# What you will do:
Only an exact copy of the lines beginning at the one that contains "561L193 537L174 539L158" and ending at the last line of the records below counts as the answer.
*** Opening Input material ***
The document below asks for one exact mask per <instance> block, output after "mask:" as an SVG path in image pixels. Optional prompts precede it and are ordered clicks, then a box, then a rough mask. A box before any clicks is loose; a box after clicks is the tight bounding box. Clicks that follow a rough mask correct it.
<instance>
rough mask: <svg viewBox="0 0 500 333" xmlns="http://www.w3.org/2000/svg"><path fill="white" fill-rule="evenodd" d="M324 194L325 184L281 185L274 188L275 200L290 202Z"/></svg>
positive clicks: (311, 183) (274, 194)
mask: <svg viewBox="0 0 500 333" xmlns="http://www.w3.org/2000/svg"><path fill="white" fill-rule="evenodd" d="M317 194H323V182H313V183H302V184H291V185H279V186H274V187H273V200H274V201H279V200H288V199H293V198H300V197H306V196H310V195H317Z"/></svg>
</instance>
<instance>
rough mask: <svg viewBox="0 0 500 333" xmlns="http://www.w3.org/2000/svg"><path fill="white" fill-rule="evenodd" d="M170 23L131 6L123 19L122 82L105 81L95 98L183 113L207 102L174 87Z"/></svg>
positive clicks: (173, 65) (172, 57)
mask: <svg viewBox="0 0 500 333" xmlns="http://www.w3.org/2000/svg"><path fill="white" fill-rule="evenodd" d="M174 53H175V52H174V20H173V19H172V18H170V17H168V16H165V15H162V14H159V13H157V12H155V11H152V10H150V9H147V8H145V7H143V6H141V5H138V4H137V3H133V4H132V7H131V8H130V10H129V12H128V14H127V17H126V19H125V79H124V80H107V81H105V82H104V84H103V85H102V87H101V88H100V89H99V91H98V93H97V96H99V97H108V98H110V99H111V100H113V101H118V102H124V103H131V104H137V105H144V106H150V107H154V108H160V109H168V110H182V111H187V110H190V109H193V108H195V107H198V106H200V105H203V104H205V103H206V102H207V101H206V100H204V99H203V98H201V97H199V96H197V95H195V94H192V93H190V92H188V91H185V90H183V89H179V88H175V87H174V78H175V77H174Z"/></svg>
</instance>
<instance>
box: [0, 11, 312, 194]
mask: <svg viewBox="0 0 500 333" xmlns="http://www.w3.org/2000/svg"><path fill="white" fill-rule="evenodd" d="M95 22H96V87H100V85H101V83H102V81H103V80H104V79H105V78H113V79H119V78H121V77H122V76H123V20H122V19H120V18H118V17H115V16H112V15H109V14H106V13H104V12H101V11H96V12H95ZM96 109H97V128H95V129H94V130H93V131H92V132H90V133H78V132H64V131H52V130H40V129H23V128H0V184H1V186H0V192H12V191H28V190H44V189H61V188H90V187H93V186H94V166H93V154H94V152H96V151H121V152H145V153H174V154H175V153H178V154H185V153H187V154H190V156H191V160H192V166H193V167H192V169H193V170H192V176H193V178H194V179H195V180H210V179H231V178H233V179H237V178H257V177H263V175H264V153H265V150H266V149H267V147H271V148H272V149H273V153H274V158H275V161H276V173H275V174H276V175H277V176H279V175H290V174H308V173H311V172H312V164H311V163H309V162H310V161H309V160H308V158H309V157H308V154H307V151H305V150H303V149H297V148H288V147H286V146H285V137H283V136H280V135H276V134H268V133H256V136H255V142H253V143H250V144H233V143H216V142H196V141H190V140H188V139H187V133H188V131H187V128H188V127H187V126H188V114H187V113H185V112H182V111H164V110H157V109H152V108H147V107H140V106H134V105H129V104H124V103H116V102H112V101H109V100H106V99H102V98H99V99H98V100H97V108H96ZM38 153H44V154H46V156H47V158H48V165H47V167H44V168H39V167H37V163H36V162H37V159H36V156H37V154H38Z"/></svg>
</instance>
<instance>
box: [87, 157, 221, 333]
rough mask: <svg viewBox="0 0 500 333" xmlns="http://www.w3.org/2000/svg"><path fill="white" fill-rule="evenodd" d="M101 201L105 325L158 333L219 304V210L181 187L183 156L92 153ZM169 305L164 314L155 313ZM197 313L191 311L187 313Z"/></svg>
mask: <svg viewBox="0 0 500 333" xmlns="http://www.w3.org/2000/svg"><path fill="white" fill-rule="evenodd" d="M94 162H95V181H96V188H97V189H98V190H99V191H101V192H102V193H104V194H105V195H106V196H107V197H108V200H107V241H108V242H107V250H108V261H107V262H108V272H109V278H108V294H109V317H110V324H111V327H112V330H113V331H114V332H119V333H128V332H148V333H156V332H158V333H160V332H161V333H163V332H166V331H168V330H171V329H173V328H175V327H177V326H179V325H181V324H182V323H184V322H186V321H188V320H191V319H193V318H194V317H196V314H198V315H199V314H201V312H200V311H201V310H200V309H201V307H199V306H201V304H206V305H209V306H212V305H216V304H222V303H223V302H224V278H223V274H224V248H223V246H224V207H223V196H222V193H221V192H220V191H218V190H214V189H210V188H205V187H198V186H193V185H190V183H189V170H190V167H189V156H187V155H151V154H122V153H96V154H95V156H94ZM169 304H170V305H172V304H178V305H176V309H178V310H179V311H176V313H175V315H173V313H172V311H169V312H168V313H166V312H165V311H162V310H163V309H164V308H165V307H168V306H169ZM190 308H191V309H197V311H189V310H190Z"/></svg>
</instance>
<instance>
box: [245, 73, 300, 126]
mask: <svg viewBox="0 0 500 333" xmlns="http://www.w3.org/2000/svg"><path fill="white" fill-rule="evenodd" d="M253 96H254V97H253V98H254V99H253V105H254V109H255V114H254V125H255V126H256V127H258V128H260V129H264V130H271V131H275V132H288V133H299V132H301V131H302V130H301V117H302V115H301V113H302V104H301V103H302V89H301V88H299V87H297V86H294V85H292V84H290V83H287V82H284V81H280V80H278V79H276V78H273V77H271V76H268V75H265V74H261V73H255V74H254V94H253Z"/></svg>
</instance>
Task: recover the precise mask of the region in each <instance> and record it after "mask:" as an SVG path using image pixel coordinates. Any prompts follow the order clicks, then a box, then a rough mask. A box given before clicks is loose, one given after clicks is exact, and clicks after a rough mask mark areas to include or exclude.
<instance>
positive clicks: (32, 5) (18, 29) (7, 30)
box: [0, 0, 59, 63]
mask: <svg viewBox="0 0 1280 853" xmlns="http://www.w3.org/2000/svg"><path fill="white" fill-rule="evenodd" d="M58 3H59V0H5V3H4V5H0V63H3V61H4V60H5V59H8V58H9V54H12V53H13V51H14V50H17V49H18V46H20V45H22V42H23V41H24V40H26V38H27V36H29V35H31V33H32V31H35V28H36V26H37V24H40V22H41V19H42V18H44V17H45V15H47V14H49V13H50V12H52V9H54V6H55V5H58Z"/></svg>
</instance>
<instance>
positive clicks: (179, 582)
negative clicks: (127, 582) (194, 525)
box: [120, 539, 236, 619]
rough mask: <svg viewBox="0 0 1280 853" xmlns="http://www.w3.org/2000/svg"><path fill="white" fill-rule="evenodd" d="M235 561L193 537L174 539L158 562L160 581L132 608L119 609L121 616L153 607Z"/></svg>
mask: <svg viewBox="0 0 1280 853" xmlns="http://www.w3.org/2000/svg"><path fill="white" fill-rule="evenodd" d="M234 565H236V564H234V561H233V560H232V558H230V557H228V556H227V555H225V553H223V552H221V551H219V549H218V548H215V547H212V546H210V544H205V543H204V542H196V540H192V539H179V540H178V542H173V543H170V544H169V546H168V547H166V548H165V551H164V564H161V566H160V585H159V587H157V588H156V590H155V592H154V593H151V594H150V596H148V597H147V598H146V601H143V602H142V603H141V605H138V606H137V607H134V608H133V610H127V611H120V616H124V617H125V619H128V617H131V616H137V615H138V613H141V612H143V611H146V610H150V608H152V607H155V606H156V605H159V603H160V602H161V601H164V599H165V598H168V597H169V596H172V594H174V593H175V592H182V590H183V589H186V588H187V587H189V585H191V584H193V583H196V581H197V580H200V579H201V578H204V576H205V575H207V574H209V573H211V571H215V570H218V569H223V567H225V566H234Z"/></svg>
*** Closing Input material ***
# Task output:
rough mask: <svg viewBox="0 0 1280 853" xmlns="http://www.w3.org/2000/svg"><path fill="white" fill-rule="evenodd" d="M235 561L193 537L174 539L158 562L160 581L132 608L119 609L121 616L153 607Z"/></svg>
mask: <svg viewBox="0 0 1280 853" xmlns="http://www.w3.org/2000/svg"><path fill="white" fill-rule="evenodd" d="M234 565H236V564H234V561H233V560H232V558H230V557H228V556H227V555H225V553H223V552H221V551H219V549H218V548H215V547H212V546H210V544H205V543H204V542H196V540H192V539H179V540H178V542H173V543H170V544H169V546H168V547H166V548H165V551H164V564H161V566H160V585H159V587H157V588H156V590H155V592H154V593H151V594H150V596H148V597H147V598H146V601H143V602H142V603H141V605H138V606H137V607H134V608H133V610H127V611H120V616H124V617H125V619H128V617H131V616H137V615H138V613H141V612H143V611H146V610H150V608H152V607H155V606H156V605H159V603H160V602H161V601H164V599H165V598H168V597H169V596H172V594H174V593H175V592H182V590H183V589H186V588H187V587H189V585H191V584H193V583H196V581H197V580H200V579H201V578H204V576H205V575H207V574H209V573H211V571H215V570H218V569H223V567H225V566H234Z"/></svg>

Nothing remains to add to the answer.